### What you will do
A verbatim transcript of the data that follows, free of images, is the expected result.

*** Opening of Task inputs ***

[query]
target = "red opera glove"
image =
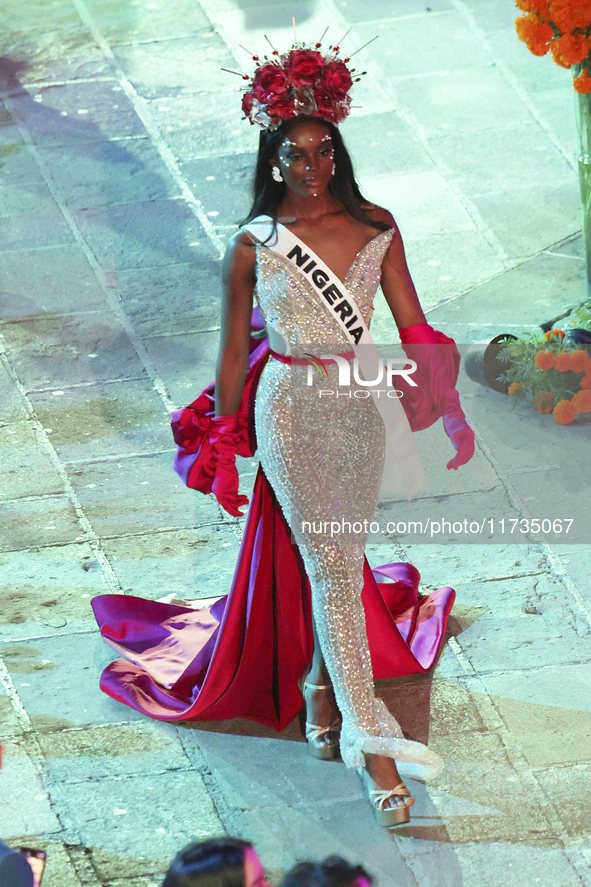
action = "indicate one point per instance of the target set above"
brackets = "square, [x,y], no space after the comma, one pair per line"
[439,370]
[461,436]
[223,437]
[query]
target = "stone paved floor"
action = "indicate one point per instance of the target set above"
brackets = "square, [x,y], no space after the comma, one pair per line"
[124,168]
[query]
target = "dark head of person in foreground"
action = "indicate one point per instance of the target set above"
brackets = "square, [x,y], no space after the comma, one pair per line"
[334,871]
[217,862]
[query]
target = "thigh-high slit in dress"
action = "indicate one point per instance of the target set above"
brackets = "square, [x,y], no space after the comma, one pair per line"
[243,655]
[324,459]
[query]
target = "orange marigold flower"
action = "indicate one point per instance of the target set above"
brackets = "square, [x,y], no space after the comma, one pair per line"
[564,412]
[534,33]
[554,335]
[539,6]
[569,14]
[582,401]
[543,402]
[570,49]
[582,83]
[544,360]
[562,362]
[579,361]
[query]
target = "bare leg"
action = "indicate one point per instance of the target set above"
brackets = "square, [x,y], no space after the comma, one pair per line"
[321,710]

*** Close of Task inputs ***

### Task response
[query]
target = "red opera glove"
image =
action = "indicate one point per instance of the target set above"
brackets = "square, [x,y], no space after the comma, one pair per line"
[439,370]
[461,436]
[223,437]
[query]
target = "stone paved floor"
action = "indicate one point per instance of the target set above"
brackets = "square, [x,y], no space after the comma, one pair per line"
[124,168]
[query]
target = "dark head of person in foreground"
action = "indicate one point per instance of the target set above"
brackets = "square, [x,y], no space after the comma, one pair per line"
[334,871]
[217,862]
[query]
target = "thigh-high slit in dress"
action = "indicate one point per instance of the target set above"
brackets = "square, [x,y], no space after the comma, one pair per line"
[243,655]
[324,459]
[query]
target = "orange marigold flower"
action = "indicate one point per instance of the target set above"
brackets = "square, [x,y], no space after the comma, one pair per line"
[564,412]
[534,33]
[554,335]
[539,6]
[569,14]
[582,401]
[543,402]
[570,49]
[582,83]
[544,360]
[562,362]
[579,361]
[query]
target = "bare leg"
action = "indicate one point per instance of the target set above"
brackets = "square, [x,y], no space after the comma, one pair per line"
[321,710]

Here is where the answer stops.